__SOURCE PASSAGE__
After analyzing the results from using a bi-encoder, cross-encoder and bi + cross encoder model, I noticed that the best results were obtained by using the bi and the bi + cross encoder. Although, I was not satisfied with the results so I decided to attack the challenge with a new approach. I will change the weight for all the features except the description and I also changed the pretrained models used for embedding and cross-encoder to a DeBERTa-v3 based model who has a much higher performance in these types of situations than the ones used before.

**Weight change for features**

In [9]:
def create_text_about_company(row):
    business_tags_processed = ""
    if (pd.notna(row['business_tags'])):
        business_tags_processed = row['business_tags'].replace("['", "").replace("']", "").replace("'", "")

    description = row['description'] if pd.notna(row['description']) else ""

    business_tags = business_tags_processed if pd.notna(business_tags_processed) else ""

    sector = row['sector'] if pd.notna(row['sector']) else ""

    category = row['category'] if pd.notna(row['category']) else ""

    niche = row['niche'] if pd.notna(row['niche']) else ""

    text = f"{description} Services: {business_tags}. Industry: {sector} - {category} - {niche}"

    return text

**Using DeBERTa-V3 model for embedding**

In [7]:
from transformers import AutoTokenizer, AutoModel
import torch

tokenizer = AutoTokenizer.from_pretrained("microsoft/deberta-v3-base")
model = AutoModel.from_pretrained("microsoft/deberta-v3-base")

__GIVEN RECORDS__

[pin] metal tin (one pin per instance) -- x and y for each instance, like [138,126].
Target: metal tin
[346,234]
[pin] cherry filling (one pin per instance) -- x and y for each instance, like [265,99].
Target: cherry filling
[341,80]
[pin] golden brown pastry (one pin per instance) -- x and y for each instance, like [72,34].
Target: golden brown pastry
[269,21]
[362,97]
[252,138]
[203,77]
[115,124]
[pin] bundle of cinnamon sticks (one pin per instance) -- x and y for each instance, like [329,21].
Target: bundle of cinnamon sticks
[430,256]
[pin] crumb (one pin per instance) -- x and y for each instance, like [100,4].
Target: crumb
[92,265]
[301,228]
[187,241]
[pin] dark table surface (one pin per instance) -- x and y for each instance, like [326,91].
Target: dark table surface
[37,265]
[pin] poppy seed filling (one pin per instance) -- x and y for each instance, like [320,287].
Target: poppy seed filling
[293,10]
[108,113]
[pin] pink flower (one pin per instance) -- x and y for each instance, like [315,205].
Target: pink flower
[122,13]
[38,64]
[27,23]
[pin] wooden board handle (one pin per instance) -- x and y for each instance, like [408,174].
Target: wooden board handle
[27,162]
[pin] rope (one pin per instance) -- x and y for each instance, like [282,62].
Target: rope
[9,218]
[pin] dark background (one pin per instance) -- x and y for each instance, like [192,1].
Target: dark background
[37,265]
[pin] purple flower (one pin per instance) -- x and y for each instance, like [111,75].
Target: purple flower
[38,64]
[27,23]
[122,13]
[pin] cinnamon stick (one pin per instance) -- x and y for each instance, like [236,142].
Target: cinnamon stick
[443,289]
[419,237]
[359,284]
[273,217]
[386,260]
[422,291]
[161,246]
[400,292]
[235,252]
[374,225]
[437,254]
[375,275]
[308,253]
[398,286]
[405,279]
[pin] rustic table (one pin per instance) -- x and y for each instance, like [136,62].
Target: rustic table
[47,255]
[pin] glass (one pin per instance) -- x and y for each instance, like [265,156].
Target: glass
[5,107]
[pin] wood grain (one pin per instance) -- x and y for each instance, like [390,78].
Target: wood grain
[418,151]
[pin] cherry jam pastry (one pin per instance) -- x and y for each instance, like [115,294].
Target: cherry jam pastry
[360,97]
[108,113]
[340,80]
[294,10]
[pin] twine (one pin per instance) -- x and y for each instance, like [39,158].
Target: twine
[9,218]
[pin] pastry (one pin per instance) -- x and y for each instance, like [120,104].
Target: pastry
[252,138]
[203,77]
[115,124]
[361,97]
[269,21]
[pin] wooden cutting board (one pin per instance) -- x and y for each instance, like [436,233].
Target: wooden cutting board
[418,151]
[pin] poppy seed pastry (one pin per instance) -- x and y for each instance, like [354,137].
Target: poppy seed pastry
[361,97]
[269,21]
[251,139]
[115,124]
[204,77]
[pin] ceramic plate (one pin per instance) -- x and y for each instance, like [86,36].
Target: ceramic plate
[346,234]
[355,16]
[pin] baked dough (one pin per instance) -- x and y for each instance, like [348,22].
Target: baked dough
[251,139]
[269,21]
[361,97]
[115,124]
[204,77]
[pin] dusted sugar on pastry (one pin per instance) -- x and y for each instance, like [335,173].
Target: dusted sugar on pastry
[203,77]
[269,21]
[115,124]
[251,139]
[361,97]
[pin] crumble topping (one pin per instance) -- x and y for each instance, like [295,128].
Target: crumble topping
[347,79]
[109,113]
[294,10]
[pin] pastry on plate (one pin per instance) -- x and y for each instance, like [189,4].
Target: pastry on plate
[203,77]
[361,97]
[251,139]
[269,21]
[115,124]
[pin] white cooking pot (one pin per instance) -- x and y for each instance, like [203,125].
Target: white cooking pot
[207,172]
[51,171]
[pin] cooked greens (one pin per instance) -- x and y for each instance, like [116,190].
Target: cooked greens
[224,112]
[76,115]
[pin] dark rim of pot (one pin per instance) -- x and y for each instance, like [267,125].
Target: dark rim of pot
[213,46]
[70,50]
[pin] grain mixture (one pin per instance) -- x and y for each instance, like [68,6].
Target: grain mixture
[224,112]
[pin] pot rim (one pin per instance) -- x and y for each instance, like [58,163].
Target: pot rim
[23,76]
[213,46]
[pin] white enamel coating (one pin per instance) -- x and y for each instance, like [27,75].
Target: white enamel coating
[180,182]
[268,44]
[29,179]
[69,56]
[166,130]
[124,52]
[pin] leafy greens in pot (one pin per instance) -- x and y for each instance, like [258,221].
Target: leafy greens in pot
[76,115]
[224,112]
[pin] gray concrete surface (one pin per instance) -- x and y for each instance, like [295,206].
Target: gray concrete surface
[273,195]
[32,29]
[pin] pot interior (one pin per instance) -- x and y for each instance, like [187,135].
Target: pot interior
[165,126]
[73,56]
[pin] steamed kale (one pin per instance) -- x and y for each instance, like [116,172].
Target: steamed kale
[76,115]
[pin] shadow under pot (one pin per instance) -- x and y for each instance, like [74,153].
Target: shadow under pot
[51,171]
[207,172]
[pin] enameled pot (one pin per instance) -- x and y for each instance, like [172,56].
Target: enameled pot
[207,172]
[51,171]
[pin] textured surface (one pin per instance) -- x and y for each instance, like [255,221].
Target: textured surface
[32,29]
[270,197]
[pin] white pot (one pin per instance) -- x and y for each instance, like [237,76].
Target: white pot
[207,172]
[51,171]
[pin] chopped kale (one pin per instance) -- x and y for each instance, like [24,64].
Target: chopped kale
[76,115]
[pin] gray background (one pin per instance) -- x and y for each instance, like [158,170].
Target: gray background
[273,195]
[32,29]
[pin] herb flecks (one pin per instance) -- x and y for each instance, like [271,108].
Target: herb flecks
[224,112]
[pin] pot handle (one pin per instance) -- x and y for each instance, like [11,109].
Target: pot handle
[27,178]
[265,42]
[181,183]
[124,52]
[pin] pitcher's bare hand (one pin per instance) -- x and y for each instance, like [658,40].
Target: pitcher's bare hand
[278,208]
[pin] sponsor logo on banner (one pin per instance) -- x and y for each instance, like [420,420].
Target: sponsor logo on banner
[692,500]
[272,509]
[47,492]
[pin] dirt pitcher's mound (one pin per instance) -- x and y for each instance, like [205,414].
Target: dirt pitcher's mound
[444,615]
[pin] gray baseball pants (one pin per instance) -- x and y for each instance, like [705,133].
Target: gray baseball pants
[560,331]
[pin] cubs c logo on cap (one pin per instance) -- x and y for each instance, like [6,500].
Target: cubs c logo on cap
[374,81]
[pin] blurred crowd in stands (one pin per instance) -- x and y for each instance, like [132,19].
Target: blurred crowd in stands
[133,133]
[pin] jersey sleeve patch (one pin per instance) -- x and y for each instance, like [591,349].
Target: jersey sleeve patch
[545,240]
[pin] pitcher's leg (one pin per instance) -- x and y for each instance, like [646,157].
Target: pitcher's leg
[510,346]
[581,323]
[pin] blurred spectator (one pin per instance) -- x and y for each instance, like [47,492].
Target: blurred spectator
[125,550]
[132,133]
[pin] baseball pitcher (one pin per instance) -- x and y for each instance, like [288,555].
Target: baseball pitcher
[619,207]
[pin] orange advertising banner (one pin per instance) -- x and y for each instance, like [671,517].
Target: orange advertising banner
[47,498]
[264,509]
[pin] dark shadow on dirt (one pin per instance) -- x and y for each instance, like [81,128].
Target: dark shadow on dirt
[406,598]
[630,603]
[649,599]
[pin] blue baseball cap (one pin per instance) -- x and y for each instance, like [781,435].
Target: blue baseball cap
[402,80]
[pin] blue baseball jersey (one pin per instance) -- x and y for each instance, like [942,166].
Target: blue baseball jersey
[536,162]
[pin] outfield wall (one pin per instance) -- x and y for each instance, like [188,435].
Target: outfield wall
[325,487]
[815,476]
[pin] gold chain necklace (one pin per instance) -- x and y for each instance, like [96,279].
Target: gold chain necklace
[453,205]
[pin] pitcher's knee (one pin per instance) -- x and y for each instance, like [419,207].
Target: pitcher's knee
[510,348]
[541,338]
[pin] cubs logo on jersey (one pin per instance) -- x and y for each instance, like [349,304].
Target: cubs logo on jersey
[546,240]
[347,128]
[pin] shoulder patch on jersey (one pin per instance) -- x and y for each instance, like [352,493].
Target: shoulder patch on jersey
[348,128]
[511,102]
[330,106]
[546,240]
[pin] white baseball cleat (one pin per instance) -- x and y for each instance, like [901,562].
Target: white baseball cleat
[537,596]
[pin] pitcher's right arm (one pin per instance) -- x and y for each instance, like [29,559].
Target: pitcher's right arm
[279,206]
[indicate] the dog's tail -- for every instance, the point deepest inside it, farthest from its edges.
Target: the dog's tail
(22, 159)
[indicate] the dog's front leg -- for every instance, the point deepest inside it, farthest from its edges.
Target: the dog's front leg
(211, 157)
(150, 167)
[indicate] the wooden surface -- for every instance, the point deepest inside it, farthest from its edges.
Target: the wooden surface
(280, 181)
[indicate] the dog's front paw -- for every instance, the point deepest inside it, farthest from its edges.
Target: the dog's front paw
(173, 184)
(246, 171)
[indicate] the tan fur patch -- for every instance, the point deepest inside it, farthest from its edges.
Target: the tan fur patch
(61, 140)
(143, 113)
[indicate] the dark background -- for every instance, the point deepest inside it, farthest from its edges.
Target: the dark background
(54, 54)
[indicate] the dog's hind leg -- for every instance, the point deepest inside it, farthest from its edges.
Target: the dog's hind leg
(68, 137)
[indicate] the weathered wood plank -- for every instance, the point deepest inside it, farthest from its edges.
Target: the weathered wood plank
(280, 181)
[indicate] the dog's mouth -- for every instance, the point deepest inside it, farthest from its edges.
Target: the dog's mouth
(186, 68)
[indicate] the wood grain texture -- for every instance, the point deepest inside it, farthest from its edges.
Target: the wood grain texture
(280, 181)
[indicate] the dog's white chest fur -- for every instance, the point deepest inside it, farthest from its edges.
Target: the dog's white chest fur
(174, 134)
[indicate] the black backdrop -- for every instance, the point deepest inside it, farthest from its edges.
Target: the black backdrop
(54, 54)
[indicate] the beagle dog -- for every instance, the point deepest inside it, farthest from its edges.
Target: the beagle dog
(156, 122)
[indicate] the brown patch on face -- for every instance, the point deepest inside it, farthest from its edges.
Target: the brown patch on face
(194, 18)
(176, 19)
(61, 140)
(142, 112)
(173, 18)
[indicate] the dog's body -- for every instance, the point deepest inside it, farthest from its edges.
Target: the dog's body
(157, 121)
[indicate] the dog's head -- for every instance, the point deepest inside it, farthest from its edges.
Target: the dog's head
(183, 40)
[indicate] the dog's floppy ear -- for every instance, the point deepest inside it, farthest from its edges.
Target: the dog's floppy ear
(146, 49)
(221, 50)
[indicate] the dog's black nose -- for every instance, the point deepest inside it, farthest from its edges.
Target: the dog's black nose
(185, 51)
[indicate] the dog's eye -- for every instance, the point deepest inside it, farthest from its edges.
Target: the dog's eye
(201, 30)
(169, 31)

__TO DO__
**a)** In the encoder-comparison notebook excerpt, which feature keeps its weight when the weights of the other features are changed?
**b)** Extend the encoder-comparison notebook excerpt, starting right after the line that loads the DeBERTa-v3 model.

__ANSWERS FOR THIS EXERCISE__
**a)** The description.

**b)**
def deberta_embeddings(text, tokenizer, model):
  inputs = tokenizer(text, return_tensors="pt", padding=True, truncation=True, max_length=512)
  with torch.no_grad():
    output = model(**inputs)

  hidden_states = output.last_hidden_state

  mask = inputs['attention_mask'].unsqueeze(-1).float()

  sum_embeddings = torch.sum(hidden_states * mask, dim=1)

  sum_mask = torch.max(torch.sum(mask, dim=1), torch.tensor(1e-9))

  mean_embeddings = sum_embeddings / sum_mask

  return mean_embeddings

The secret `HF_TOKEN` does not exist in your Colab secrets.
To authenticate with the Hugging Face Hub, create a token in your settings tab (https://huggingface.co/settings/tokens), set it as secret in your Google Colab and restart your session.
You will be able to reuse this secret in all of your notebooks.
Please note that authentication is recommended but still optional to access public models or datasets.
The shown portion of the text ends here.